## START Extracted data

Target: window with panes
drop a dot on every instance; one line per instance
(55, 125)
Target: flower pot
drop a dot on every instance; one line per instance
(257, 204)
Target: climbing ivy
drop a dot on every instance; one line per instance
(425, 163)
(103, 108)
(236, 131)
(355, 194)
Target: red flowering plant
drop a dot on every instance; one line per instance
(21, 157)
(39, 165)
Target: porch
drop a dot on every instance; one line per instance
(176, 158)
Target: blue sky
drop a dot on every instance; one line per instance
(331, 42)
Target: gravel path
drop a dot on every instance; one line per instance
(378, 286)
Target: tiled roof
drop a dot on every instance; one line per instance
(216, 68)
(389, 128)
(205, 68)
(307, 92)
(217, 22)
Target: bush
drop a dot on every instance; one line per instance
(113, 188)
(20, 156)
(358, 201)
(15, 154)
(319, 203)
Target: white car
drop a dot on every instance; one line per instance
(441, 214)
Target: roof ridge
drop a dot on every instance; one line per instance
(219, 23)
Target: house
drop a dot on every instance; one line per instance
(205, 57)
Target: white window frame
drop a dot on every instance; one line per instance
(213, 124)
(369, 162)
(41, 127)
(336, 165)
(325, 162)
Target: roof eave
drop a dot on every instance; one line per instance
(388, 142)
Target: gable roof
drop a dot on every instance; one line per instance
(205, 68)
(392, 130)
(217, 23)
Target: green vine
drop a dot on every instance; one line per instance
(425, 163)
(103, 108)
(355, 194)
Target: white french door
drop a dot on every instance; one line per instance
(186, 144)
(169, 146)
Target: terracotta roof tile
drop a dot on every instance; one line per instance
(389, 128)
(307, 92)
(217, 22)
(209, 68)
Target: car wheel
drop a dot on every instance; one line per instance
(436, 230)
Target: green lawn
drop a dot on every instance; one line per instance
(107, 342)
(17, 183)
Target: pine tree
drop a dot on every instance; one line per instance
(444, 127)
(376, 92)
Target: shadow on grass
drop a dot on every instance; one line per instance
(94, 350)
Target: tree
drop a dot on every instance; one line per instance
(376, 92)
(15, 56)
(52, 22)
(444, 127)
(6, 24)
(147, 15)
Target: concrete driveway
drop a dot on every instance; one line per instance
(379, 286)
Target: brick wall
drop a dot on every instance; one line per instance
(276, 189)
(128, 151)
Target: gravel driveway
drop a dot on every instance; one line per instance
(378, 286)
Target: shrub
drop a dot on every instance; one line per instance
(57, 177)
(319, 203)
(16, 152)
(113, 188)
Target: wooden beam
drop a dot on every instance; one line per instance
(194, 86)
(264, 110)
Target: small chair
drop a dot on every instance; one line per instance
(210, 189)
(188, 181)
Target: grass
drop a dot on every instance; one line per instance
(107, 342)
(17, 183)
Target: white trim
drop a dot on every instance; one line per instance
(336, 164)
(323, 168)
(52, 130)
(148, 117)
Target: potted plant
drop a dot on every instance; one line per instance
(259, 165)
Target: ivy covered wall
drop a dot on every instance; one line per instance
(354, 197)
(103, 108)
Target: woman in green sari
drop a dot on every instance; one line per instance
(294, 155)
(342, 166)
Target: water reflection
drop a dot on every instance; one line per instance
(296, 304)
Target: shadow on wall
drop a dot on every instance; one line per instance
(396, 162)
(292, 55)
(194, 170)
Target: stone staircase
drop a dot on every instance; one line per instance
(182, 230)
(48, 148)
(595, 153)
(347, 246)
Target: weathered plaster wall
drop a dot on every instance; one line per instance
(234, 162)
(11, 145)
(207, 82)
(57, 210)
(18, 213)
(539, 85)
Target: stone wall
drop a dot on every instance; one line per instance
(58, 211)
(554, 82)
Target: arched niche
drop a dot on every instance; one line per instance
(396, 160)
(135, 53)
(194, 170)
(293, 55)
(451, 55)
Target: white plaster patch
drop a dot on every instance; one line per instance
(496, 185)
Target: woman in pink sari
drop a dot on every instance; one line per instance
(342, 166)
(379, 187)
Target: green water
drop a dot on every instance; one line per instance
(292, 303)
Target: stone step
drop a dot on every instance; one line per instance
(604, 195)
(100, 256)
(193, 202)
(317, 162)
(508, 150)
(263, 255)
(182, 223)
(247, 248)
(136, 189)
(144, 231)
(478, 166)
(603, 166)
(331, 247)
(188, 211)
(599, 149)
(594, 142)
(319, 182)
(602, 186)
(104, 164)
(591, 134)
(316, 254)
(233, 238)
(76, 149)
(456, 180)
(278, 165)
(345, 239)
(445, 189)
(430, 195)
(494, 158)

## END Extracted data

## Work required
Take the entries and copy them out exactly.

## Result below
Target: window with panes
drop a dot on every instance; one line per instance
(55, 125)
Target: flower pot
drop a dot on every instance; one line per instance
(257, 204)
Target: climbing ivy
drop a dot on every instance; one line per instance
(425, 163)
(103, 108)
(236, 131)
(355, 194)
Target: red flowering plant
drop a dot on every instance; one line per instance
(21, 157)
(39, 165)
Target: porch
drop a dot on every instance; one line per instance
(176, 158)
Target: blue sky
drop a dot on every instance; one line per instance
(331, 42)
Target: gravel path
drop a dot on every instance; one line per instance
(378, 286)
Target: tiled roof
drop a dot on every instance; one line per instance
(216, 68)
(389, 128)
(205, 68)
(307, 92)
(217, 22)
Target: bush
drop a dot on every instance; one line per instance
(113, 188)
(20, 156)
(358, 201)
(15, 154)
(319, 203)
Target: white car
drop a dot on every instance; one line per instance
(441, 214)
Target: roof ridge
drop a dot on every instance; one line per instance
(219, 23)
Target: house
drop a dot on every instance; one line per instance
(205, 57)
Target: white window frame
drop a dot on every instance; one line per instance
(213, 124)
(369, 162)
(41, 127)
(336, 165)
(325, 162)
Target: roof eave
drop a dot on every instance; one line per instance
(388, 142)
Target: gable roof
drop a dot on every instance; one line per instance
(205, 68)
(392, 130)
(217, 23)
Target: green vine
drop a dot on every instance; one line per instance
(425, 163)
(103, 108)
(355, 194)
Target: white french door
drop a dot on every instance; one line per instance
(186, 144)
(169, 146)
Target: terracotta roof tile
drop a dot on every instance; one line per instance
(389, 128)
(307, 92)
(217, 22)
(209, 68)
Target: car wheel
drop a dot on every instance; one line per instance
(436, 230)
Target: green lawn
drop a dot on every instance; one line per instance
(107, 342)
(17, 183)
Target: pine tree
drop a dot on every instance; one line per instance
(444, 127)
(376, 92)
Target: shadow on grass
drop a dot on every instance; one line per instance
(94, 350)
Target: tree
drop a dot on every instance; one line per instance
(376, 92)
(15, 56)
(52, 22)
(444, 127)
(6, 24)
(147, 15)
Target: concrete driveway
drop a dot on every instance; one line per instance
(379, 286)
Target: brick wall
drop a dot on every instance; one line per instance
(276, 189)
(128, 151)
Target: gravel driveway
drop a dot on every instance; one line per instance
(378, 286)
Target: shrub
drop a dot on every instance; one line per instance
(57, 177)
(319, 203)
(16, 152)
(113, 188)
Target: wooden beam
drop a dot on every instance; one line per instance
(194, 86)
(264, 110)
Target: small chair
drop a dot on every instance; one line per instance
(210, 189)
(188, 181)
Target: grass
drop a dot on every instance; one line per instance
(107, 342)
(17, 183)
Target: white trim
drop a dot on every instance; one line per instance
(336, 164)
(323, 168)
(52, 130)
(148, 117)
Target: potted plant
drop a dot on every instance; one line per instance
(259, 165)
Target: ivy covered wall
drop a dot on every instance; one line per instance
(354, 197)
(103, 108)
Target: woman in green sari
drop a dot on every instance; one line per instance
(294, 155)
(342, 166)
Target: water reflection
drop a dot on every instance; one line per instance
(296, 304)
Target: shadow on wall
drop a dot on every instance; one line per instance
(396, 162)
(292, 55)
(194, 170)
Target: stone staircase
drop a dot on every instance; one line per instance
(182, 230)
(48, 148)
(595, 153)
(347, 246)
Target: weathered plaster wall
drop a dot on every instance; one line per instance
(234, 162)
(11, 145)
(207, 82)
(57, 210)
(18, 213)
(539, 85)
Target: stone wall
drop a dot on every instance; one line per instance
(58, 211)
(554, 82)
Target: arched niche
drop a dot on every instance; one line per instance
(396, 160)
(135, 53)
(194, 170)
(293, 55)
(451, 55)
Target: white plaster patch
drop a dot on every instance; one line per instance
(496, 185)
Target: woman in pink sari
drop a dot on every instance; one line per instance
(342, 166)
(379, 187)
Target: green water
drop a dot on every instance; one line per instance
(292, 303)
Target: stone step
drop a dot on every instance; one line per instance
(604, 195)
(100, 256)
(193, 202)
(317, 162)
(508, 150)
(263, 255)
(182, 223)
(247, 248)
(136, 189)
(144, 231)
(478, 166)
(603, 166)
(331, 247)
(188, 211)
(599, 149)
(594, 142)
(319, 182)
(602, 186)
(104, 164)
(591, 134)
(316, 254)
(233, 238)
(76, 149)
(456, 180)
(278, 165)
(345, 239)
(445, 189)
(430, 195)
(494, 158)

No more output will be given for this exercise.